→ **KUTIPAN UNTUK DIBACA**
#####

Biaya Operasional Sekolah (BOS) dikuncurkan sebagai realisasi pelaksanaan program kompensasi BBM dari Pemerintah pusat dan telah disetujui DPR RI, yang sepakat mengalihkan dana subsidi BBM BOS dikucurkan untuk membantu sekolah-sekolah dalam mengelola kegiatan belajar dan mengajar, baik sekolah yang berada di bawah binaan Departemen Pendidikan Nasional maupun Departemen Agama. Karena itu Pemanfatan BOS harus dilakukan secara transpran dengan melibatkan Komite Sekolah dan partisipasi masyarakat. Hal itu dimaksudkan supaya ada mekanisme kontrol yang efektif dalam pemanfatan dana tersebut. Sedangkan ditingkat yang lebih tinggi akan dilakukan Bawasda (Badan Pengawasan Daerah), diharapkan dengan adanya bantuan tersebut kegiatan belajar dan mengajar di masing-masing sekolah akan lebih kondusif untuk mendorong suksesnya pelaksanaan program wajib belajar.

#####

Entri Data Terkumpul
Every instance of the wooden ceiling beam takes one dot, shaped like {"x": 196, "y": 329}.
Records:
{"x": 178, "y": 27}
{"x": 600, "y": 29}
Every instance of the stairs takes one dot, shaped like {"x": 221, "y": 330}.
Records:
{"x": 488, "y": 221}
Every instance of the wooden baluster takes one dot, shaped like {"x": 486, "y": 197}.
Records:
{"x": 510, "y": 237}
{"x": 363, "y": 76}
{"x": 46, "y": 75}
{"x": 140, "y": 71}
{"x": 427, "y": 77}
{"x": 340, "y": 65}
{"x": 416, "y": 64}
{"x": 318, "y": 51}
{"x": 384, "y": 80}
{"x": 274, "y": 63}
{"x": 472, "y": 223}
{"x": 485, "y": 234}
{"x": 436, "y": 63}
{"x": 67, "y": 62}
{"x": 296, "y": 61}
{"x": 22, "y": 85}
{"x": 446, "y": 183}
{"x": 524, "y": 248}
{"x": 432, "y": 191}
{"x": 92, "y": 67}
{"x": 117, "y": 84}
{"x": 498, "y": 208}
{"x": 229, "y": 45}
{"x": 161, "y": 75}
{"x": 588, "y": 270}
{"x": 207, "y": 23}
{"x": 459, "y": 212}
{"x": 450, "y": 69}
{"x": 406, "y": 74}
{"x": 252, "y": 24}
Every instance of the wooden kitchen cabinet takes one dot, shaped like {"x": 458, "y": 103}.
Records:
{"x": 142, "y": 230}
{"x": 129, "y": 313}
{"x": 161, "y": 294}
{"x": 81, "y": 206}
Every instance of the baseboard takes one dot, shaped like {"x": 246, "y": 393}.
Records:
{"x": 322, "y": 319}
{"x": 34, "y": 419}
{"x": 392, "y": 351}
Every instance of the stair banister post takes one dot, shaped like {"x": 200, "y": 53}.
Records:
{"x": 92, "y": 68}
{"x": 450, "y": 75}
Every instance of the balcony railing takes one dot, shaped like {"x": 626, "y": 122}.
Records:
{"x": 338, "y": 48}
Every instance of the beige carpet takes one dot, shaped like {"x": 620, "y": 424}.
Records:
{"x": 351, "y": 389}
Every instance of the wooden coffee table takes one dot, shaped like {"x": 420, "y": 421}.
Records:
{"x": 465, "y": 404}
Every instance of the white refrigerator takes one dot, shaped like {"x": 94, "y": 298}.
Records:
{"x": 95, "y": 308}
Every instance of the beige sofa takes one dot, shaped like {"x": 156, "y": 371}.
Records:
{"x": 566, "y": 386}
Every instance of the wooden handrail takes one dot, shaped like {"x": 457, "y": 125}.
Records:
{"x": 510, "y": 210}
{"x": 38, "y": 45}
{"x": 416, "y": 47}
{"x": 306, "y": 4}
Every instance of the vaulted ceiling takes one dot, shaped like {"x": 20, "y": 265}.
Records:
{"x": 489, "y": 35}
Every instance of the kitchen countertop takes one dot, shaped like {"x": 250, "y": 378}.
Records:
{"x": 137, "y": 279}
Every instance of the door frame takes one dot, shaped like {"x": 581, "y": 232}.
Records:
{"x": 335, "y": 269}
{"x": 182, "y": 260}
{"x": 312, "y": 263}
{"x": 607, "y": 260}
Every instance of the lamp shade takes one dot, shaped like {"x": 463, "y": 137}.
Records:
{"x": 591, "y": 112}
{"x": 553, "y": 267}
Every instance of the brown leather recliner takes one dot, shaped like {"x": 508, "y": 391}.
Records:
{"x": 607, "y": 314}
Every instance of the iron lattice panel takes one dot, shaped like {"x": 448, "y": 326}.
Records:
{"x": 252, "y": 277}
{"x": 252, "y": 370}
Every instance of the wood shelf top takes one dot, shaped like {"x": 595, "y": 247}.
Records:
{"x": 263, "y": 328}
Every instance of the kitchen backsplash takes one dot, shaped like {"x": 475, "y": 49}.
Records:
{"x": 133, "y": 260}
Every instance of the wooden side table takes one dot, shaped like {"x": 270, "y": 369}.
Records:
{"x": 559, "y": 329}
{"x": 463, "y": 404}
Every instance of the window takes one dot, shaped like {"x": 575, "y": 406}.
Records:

#####

→ **TUGAS YANG DIKERJAKAN**
1 – Ketik ulang bagian dari kutipan tentang dana BOS, mulai dengan "Biaya Operasional Sekolah" dan terus hingga "program wajib belajar.".
2 – Tuliskan lanjutan kutipan tentang dana BOS, dimulai setelah kalimat terakhirnya.

→ **JAWABAN LATIHAN**
1 –
Biaya Operasional Sekolah (BOS) dikuncurkan sebagai realisasi pelaksanaan program kompensasi BBM dari Pemerintah pusat dan telah disetujui DPR RI, yang sepakat mengalihkan dana subsidi BBM BOS dikucurkan untuk membantu sekolah-sekolah dalam mengelola kegiatan belajar dan mengajar, baik sekolah yang berada di bawah binaan Departemen Pendidikan Nasional maupun Departemen Agama. Karena itu Pemanfatan BOS harus dilakukan secara transpran dengan melibatkan Komite Sekolah dan partisipasi masyarakat. Hal itu dimaksudkan supaya ada mekanisme kontrol yang efektif dalam pemanfatan dana tersebut. Sedangkan ditingkat yang lebih tinggi akan dilakukan Bawasda (Badan Pengawasan Daerah), diharapkan dengan adanya bantuan tersebut kegiatan belajar dan mengajar di masing-masing sekolah akan lebih kondusif untuk mendorong suksesnya pelaksanaan program wajib belajar.

2 –
TEMUAN-TEMUAN DI LAPANGAN

A. Penggelembungan Dana BOS

Hasil audit Badan Pemeriksa Keuangan dan Pembangunan (BPKP) setiap tahun terhadap penggunaan anggaran negara di institusi pemerintahan, termasuk Departemen Pendidikan Nasional (Depdiknas), selalu memperlihatkan rendahnya kemampuan pengelolaan anggaran dana pendidikan. Karena itu, sering terjadi kebocoran dan inefisiensi tiap kali akan melangsungkan subsidi sekolah, terlebih terhadap dana proyek bantuan sekolah dari pemerintah.

Lihat saja kebocoran yang terjadi pada penyaluran dana bantuan operasional sekolah (BOS) 2007. Di sana terdapat banyak penyimpangan, mulai penggelembungan jumlah siswa agar bisa dapat dana BOS yang banyak, belum memiliki izin operasional sudah mendapatkan dana bantuan, hingga tidak transparannya sekolah mengelola dana BOS. Belum lagi, penyelewengan dana bantuan berupa block grant maupun specific grant.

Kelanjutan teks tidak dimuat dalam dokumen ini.